横浜オフィスの黒川です。
今回は、障害厚生年金と障害基礎年金の同時請求で、主位的請求である、社会的治癒を援用した障害厚生年金で受給が決定した事例です。
ご依頼者は、東京都のA様です。ご自身で厚生年金加入期間を初診日として請求されたのですが、「初診日が認められない」却下されたとのご連絡で、受任しました。
申立てを行った初診日以前に、数件の精神科の受診記録があることが確認できましたので、それが却下の理由と考えられました。
診断書の内容や就労状況などは2級相当でした。
記録を確認し、社会的治癒の援用での再請求以外にも、不服申立ての可能性が視野にあったのですが・・・
却下の通知により、ご本人様が年金事務所等にご相談され基礎になる可能性を指摘され、申立て時期の前医から受診状況等証明書を取り寄せていました。
病歴・就労状況等申立書の発症時期や内容などからも、不服申立ては難しいと判断しました。

• [演習問題]:
1. 障害年金の事例紹介に出てくる書類名のうち、「書」で終わるものをすべて挙げてください。
2. 障害年金の事例紹介では、診断書の内容や就労状況は何級相当とされていますか。
3. 障害年金の事例紹介を、最後の文の後から書き進めてください。
この後の項目は、障害年金の事例紹介とは関係がありません。

• [提供データ]:
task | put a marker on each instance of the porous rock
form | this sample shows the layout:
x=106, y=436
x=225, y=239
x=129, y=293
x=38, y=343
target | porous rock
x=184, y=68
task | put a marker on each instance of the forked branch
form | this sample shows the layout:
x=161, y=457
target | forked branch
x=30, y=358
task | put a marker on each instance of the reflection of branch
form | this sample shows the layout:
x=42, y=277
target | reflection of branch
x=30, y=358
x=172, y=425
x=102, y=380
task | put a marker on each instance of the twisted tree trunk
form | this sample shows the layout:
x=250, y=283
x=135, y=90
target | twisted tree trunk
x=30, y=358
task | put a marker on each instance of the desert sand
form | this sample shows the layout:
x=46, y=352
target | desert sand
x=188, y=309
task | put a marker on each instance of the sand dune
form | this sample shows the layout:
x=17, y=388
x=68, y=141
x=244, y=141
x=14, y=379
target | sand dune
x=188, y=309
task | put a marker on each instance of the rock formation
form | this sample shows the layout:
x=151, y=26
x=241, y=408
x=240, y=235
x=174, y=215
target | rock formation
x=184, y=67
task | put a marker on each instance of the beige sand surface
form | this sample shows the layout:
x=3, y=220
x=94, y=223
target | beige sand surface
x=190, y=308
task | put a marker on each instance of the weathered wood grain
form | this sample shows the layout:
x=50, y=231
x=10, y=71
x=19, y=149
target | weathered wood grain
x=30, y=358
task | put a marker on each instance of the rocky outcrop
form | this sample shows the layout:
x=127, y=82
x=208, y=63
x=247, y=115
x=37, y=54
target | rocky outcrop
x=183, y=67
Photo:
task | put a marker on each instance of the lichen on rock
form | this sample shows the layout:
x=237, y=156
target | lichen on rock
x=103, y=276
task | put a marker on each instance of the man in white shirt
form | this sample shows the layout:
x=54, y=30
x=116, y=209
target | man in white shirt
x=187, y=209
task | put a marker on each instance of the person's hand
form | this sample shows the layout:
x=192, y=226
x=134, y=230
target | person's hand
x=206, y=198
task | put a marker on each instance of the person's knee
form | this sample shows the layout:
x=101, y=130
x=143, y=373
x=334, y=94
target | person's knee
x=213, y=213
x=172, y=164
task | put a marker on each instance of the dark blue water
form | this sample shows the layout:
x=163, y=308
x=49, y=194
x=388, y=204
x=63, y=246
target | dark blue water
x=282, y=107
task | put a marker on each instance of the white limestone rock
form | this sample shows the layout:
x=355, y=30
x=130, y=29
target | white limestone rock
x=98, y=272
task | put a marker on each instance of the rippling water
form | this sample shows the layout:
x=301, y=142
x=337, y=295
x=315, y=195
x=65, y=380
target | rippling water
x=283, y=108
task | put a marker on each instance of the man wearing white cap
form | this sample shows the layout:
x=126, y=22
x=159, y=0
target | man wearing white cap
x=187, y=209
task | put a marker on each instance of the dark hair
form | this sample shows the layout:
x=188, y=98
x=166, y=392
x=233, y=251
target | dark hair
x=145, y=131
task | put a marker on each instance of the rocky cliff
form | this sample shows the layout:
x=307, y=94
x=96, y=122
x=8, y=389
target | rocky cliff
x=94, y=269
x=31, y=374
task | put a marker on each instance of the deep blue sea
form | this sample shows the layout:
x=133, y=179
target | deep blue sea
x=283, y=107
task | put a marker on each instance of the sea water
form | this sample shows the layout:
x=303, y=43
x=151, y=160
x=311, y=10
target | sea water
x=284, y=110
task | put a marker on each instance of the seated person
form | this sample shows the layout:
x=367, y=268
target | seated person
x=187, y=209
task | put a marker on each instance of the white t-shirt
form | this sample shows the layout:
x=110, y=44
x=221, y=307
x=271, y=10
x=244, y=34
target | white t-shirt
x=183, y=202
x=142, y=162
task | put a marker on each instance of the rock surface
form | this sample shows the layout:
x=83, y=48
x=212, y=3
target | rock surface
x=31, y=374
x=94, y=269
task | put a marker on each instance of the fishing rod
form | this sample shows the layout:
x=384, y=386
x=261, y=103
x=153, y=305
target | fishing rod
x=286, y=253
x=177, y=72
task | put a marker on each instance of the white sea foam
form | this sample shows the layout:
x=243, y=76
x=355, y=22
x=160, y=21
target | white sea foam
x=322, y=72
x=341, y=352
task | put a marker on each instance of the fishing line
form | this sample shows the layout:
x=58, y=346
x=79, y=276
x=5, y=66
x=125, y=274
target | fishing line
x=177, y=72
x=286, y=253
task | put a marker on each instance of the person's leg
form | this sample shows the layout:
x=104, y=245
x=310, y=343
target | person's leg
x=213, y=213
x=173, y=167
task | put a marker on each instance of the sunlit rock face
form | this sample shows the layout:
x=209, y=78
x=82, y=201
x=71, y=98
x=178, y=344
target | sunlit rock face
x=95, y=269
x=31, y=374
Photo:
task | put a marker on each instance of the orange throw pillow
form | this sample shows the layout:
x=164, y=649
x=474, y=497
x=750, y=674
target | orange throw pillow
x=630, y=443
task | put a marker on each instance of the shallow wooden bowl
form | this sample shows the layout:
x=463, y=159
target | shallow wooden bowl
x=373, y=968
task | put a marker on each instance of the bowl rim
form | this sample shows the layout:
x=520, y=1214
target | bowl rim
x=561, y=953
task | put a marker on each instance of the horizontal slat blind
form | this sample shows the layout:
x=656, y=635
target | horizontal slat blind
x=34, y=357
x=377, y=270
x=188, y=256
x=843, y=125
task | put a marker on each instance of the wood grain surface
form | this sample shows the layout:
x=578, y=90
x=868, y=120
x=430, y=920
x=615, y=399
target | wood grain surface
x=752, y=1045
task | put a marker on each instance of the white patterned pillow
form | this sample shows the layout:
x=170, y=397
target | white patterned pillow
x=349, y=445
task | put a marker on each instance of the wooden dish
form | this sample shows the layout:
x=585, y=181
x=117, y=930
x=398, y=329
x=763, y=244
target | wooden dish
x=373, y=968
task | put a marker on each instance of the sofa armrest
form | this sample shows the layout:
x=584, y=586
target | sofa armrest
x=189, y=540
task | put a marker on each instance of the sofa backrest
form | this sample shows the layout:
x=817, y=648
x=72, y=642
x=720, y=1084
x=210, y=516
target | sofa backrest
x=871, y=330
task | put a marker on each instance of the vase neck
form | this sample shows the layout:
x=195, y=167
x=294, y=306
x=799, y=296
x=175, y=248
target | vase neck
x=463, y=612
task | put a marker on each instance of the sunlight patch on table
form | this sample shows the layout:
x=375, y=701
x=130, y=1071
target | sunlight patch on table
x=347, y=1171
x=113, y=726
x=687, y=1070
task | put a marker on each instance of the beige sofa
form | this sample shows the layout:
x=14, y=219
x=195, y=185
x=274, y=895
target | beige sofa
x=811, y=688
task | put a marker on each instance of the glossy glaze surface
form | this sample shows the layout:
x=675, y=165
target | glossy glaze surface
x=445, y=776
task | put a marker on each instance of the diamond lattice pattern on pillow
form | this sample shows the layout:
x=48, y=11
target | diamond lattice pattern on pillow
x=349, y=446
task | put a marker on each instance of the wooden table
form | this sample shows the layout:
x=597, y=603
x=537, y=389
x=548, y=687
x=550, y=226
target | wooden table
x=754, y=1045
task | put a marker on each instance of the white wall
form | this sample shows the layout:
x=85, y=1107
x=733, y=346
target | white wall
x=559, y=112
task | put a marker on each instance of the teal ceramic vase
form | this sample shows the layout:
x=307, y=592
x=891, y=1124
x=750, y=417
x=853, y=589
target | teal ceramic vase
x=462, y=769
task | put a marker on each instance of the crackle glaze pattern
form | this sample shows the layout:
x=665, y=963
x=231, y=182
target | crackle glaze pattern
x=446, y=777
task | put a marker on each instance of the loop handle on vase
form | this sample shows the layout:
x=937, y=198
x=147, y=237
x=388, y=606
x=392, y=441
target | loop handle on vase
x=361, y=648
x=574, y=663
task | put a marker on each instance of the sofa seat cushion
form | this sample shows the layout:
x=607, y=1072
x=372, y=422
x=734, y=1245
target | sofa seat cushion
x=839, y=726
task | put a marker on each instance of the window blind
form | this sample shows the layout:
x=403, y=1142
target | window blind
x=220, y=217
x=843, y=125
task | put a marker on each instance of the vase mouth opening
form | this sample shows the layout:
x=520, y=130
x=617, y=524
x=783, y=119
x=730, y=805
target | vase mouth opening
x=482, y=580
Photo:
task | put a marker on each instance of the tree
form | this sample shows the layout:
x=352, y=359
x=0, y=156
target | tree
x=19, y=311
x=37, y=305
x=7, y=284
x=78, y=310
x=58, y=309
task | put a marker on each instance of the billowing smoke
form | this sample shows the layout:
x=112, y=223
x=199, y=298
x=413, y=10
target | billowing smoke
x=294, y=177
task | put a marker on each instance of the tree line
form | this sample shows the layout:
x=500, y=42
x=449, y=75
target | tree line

• [解答]:
1. 診断書、受診状況等証明書、病歴・就労状況等申立書

2. 2級相当です。

3.
そこで、年金記録の標準報酬月額(昇給)及び賞与額などから(通常はこちらの内容から不支給や下位等級になる)、社会的治癒を証明することにしました。
また、ご本人から詳しくお話しをお伺いしたところ、途中のクリニックでは、精神疾患が主でなく胃腸での治療とのことでしたので、受証を取りよせ(この間の治療は精神でなく、逆流性食道炎)社会的治癒の証明書に添付いたしました。
審査により、初診日が前医(基礎年金の時期)となった場合にも備えました。基礎の初診日がかなり古く、「◯才頃の受診」といった確実な日付がなかったため、「〇才から〇才の前々日まで」を初診日とした場合の申立書も添付しました。
必ずどちらかで受給できるように、万全を期して同時請求させていただきました。
結果、厚生年金で認められました。
これで、前回却下となった初診日が認められなかった診断書で、あとから認定日での請求を行うことも可能となりました。
今回の請求では以下の3種類の申立書を添付しました。
- 障害厚生と障害基礎の同時請求による申立て
- (主位的請求を厚生年金、予備的請求を基礎年金)
- 主位的請求に「社会的治癒に関する申立書」
- 予備的請求に「初診日に関する申立書」
病歴・就労状況等申立書に関しましては、あくまでも、社会的治癒を想定した内容としました。
今回、ご依頼様にとって有利な方での決定となり、私も本当にうれしく思いました。